A key challenge for quantum science and technology is to realize large-scale, precisely controllable, practical systems for non-classical secured communications, metrology and, ultimately, meaningful quantum simulation and computation. Optical frequency combs represent a powerful approach towards this goal, as they provide a very high number of temporal and frequency modes that can result in large-scale quantum systems. The generation and control of quantum optical frequency combs will enable a unique, practical and scalable framework for quantum signal and information processing. Here, we review recent progress on the realization of energy–time entangled optical frequency combs and discuss how photonic integration and the use of fibre-optic telecommunications components can enable quantum state control with new functionalities, yielding unprecedented capability.

[ENTRIES SHOWN]:
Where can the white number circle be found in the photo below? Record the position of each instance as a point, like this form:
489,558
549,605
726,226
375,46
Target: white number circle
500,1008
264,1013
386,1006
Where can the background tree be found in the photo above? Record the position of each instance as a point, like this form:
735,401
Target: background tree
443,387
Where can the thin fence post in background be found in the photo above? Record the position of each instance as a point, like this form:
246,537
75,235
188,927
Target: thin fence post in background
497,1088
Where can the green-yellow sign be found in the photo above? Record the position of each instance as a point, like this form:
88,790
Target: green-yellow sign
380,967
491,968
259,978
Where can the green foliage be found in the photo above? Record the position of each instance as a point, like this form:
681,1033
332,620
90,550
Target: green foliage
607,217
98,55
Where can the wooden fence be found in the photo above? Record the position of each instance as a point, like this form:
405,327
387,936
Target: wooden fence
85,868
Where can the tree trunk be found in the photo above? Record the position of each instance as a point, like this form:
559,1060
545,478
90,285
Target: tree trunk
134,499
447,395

[SHORT TASK]:
Continue the passage on quantum optical frequency combs, picking up after its last sentence.

[RESPONSE]:
The generation of large-scale quantum systems that can be precisely controlled is critical1,2,3 to enable practical and high-performing devices based on quantum technology that move beyond proof-of-concept demonstrations. These systems can be used for enhancing link speeds in non-classical communications4, enabling practical quantum-enhanced metrology5, and for increasing the quantum information content in computations and simulations6. Starting from the typical two-dimensional ‘qubit’ (the quantum analogue of a classical bit) a higher degree of complexity can be achieved through the use of multipartite states (that is, formed by multiple subsystems, such as atoms, electrons or photons and their degrees of freedom) or by increasing the number of quantum dimensions of each party. The Hilbert space size (analogue to the available quantum resource) scales as dN (with d and N being the number of dimensions and parties, respectively). The polynomial scaling with dimensionality results in a favourable increase in state complexity for smaller dimensions, but becomes less efficient for larger ones, compared with increasing the number of parties. Further, in addition to boosting the quantum information content, complex states may provide a reduced sensitivity to noise — an ever-present challenge for quantum systems — and can enable novel algorithms. For example, two-level ‘cluster states’ carry unique multipartite entanglement properties that allow the implementation of universal quantum computation via the ‘one-way’ scheme7,8, where processing is performed through measurements. Increasing dimensions via high-dimensional subsystems — so-called qudit states — can additionally yield higher noise robustness9 and allow new algorithms for high-dimensional quantum computation10.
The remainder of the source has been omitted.